§ What you should do: All entries are to be transcribed exactly. Pictures are not part of the copy.

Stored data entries
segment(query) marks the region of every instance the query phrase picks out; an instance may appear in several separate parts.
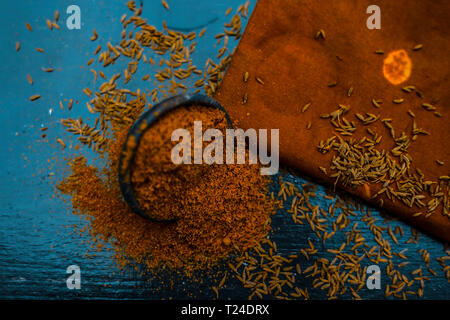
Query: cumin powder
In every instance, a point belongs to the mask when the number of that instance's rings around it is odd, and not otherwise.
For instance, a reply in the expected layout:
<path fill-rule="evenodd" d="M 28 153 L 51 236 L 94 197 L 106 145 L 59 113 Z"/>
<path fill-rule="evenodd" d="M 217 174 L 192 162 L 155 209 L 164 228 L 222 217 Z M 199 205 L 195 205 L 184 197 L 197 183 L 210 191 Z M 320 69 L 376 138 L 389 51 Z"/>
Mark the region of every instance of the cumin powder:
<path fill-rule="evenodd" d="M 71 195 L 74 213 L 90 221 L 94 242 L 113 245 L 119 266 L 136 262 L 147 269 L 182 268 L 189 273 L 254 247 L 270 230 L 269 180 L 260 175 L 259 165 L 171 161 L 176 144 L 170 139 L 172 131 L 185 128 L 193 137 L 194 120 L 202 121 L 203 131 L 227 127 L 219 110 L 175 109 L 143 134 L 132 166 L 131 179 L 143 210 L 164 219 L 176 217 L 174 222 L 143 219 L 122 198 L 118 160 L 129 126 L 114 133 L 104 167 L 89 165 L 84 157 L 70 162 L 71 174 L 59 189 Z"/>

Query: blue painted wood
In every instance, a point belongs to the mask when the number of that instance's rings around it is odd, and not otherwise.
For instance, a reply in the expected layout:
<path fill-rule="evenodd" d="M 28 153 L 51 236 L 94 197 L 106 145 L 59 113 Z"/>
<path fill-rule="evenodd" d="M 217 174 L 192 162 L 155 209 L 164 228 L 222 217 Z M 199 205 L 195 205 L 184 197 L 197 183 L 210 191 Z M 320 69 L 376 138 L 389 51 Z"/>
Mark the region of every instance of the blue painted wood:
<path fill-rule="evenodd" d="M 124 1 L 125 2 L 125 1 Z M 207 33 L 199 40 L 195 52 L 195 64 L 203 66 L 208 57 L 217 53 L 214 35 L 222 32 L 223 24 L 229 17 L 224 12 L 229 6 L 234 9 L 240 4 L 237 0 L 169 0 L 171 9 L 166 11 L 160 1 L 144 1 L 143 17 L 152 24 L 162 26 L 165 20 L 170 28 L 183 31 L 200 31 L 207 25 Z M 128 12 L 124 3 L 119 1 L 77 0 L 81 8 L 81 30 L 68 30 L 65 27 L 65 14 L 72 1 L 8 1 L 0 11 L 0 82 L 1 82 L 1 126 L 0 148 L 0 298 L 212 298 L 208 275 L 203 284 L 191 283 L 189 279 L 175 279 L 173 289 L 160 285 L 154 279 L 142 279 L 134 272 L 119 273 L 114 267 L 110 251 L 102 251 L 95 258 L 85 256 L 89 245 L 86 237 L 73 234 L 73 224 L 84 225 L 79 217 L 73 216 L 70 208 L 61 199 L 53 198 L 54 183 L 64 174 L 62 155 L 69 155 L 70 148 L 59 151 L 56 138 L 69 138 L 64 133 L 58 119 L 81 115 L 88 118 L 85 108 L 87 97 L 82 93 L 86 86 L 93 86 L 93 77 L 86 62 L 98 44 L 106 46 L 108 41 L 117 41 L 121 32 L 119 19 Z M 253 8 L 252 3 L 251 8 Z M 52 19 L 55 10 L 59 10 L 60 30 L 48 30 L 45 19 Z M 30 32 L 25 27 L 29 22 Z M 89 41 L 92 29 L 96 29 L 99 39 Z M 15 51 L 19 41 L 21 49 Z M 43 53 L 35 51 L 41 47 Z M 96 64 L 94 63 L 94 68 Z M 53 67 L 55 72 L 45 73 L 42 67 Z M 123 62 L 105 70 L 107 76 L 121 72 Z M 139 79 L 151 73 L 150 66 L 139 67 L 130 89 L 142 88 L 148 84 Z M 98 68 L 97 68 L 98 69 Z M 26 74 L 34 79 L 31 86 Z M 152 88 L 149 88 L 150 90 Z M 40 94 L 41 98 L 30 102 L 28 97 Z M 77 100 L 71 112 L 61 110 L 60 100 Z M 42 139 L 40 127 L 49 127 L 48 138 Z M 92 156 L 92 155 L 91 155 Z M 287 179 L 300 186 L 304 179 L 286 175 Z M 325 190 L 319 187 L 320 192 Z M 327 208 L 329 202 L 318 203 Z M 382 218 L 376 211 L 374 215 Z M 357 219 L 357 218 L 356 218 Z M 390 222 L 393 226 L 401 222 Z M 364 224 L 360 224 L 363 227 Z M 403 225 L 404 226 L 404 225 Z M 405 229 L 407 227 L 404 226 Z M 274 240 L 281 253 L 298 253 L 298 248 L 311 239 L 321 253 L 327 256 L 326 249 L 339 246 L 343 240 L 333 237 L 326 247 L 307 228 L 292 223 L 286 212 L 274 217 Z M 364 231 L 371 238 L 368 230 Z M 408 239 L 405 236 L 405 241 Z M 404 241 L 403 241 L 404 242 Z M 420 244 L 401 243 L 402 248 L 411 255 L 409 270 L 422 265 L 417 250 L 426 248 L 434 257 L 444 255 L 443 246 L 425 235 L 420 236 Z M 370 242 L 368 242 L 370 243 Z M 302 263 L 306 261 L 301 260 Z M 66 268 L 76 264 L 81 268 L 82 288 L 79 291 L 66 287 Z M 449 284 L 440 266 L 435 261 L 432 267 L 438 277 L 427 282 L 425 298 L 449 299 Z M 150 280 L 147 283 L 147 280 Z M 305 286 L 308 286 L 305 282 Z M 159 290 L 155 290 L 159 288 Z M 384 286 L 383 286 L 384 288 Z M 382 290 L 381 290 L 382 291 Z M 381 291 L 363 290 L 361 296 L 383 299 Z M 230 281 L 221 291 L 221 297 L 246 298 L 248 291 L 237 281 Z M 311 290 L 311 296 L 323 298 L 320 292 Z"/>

§ Solved exercise:
segment(query) marks the region of every instance the query phrase picks out; an instance may appear in several separate parts.
Query: cumin powder
In every instance, a point belongs to the mask when the number of that instance's rings around it is odd, and not otherwise.
For instance, a reply in the expected layout:
<path fill-rule="evenodd" d="M 28 153 L 51 236 L 94 197 L 106 145 L 59 113 Z"/>
<path fill-rule="evenodd" d="M 217 174 L 192 162 L 155 209 L 164 228 L 222 217 Z M 199 205 L 195 205 L 184 197 L 197 183 L 210 191 Z M 320 69 L 376 138 L 389 51 Z"/>
Mark the region of every instance of the cumin powder:
<path fill-rule="evenodd" d="M 71 195 L 74 213 L 90 221 L 94 242 L 113 245 L 119 266 L 136 262 L 147 269 L 182 268 L 189 273 L 254 247 L 270 230 L 269 180 L 260 175 L 259 165 L 171 161 L 176 144 L 170 139 L 172 131 L 185 128 L 193 137 L 194 120 L 202 121 L 203 131 L 227 127 L 219 110 L 175 109 L 143 134 L 132 166 L 131 179 L 143 210 L 164 219 L 176 217 L 174 222 L 143 219 L 122 198 L 118 160 L 129 126 L 114 133 L 104 167 L 89 165 L 84 157 L 70 162 L 71 174 L 59 189 Z"/>

Query: blue painted wood
In every instance, a point belongs to the mask when the number of that instance's rings around it is odd, and not otherwise.
For instance, a reply in the expected layout:
<path fill-rule="evenodd" d="M 28 153 L 51 236 L 94 197 L 106 145 L 59 113 Z"/>
<path fill-rule="evenodd" d="M 217 174 L 192 162 L 155 209 L 164 228 L 222 217 Z M 199 205 L 195 205 L 184 197 L 197 183 L 210 191 Z M 320 69 L 376 138 L 389 51 Z"/>
Mark the region of every instance of the blue painted wood:
<path fill-rule="evenodd" d="M 124 1 L 125 2 L 125 1 Z M 207 33 L 199 40 L 195 52 L 195 64 L 203 66 L 208 57 L 217 53 L 214 35 L 222 32 L 223 24 L 229 17 L 224 12 L 229 6 L 234 9 L 240 4 L 237 0 L 169 0 L 171 9 L 166 11 L 160 1 L 144 1 L 143 17 L 152 24 L 162 26 L 165 20 L 170 28 L 183 31 L 200 31 L 207 25 Z M 128 12 L 124 3 L 119 1 L 77 0 L 81 8 L 81 30 L 68 30 L 65 27 L 65 14 L 72 1 L 8 1 L 0 11 L 0 82 L 1 82 L 1 126 L 0 148 L 0 298 L 212 298 L 208 275 L 203 284 L 191 283 L 189 279 L 175 279 L 173 289 L 160 285 L 154 279 L 142 279 L 134 272 L 119 273 L 114 267 L 110 251 L 102 251 L 95 258 L 85 256 L 89 245 L 86 237 L 73 234 L 73 224 L 84 225 L 79 217 L 73 216 L 70 208 L 61 199 L 53 198 L 54 183 L 64 174 L 62 155 L 69 155 L 70 148 L 59 151 L 56 138 L 69 138 L 64 133 L 58 119 L 81 115 L 88 118 L 85 108 L 87 97 L 82 93 L 86 86 L 93 86 L 93 77 L 86 62 L 98 44 L 106 46 L 108 41 L 117 41 L 121 32 L 119 19 Z M 253 8 L 252 3 L 251 8 Z M 52 19 L 55 10 L 59 10 L 60 30 L 48 30 L 45 19 Z M 30 32 L 25 27 L 29 22 Z M 89 41 L 92 29 L 96 29 L 99 39 Z M 15 51 L 19 41 L 21 49 Z M 43 53 L 35 51 L 41 47 Z M 96 64 L 94 63 L 94 68 Z M 53 67 L 55 72 L 45 73 L 42 67 Z M 123 62 L 105 70 L 107 76 L 121 72 Z M 139 79 L 151 73 L 150 66 L 139 67 L 130 89 L 142 88 L 148 84 Z M 98 68 L 97 68 L 98 69 Z M 26 74 L 34 79 L 31 86 Z M 152 88 L 149 88 L 150 90 Z M 40 94 L 41 98 L 30 102 L 28 97 Z M 77 100 L 71 112 L 61 110 L 60 100 Z M 42 139 L 40 127 L 49 127 L 48 138 Z M 92 156 L 92 155 L 91 155 Z M 287 179 L 300 186 L 304 179 L 286 175 Z M 325 190 L 319 187 L 320 192 Z M 327 208 L 329 202 L 318 203 Z M 382 218 L 376 211 L 374 215 Z M 357 219 L 357 218 L 356 218 Z M 390 222 L 393 226 L 401 222 Z M 364 224 L 360 224 L 363 227 Z M 403 225 L 404 226 L 404 225 Z M 405 229 L 407 227 L 404 226 Z M 274 240 L 281 253 L 298 253 L 298 248 L 311 239 L 321 253 L 327 256 L 326 249 L 339 246 L 343 240 L 333 237 L 326 247 L 307 228 L 292 223 L 286 212 L 274 217 Z M 364 231 L 371 238 L 368 230 Z M 408 239 L 405 236 L 405 241 Z M 404 241 L 403 241 L 404 242 Z M 420 244 L 401 243 L 402 248 L 411 255 L 409 270 L 422 265 L 417 250 L 426 248 L 434 257 L 444 255 L 443 246 L 425 235 L 420 236 Z M 370 242 L 368 242 L 370 243 Z M 302 263 L 306 261 L 301 260 Z M 66 268 L 76 264 L 81 268 L 82 288 L 79 291 L 66 287 Z M 449 284 L 440 266 L 435 261 L 432 267 L 438 277 L 427 282 L 425 298 L 449 299 Z M 150 280 L 147 283 L 147 280 Z M 305 286 L 308 286 L 305 282 Z M 159 290 L 155 290 L 159 288 Z M 384 286 L 383 286 L 384 288 Z M 382 290 L 381 290 L 382 291 Z M 381 291 L 363 290 L 361 296 L 383 299 Z M 230 281 L 221 291 L 221 297 L 246 298 L 248 291 L 237 281 Z M 311 290 L 311 296 L 323 298 L 320 292 Z"/>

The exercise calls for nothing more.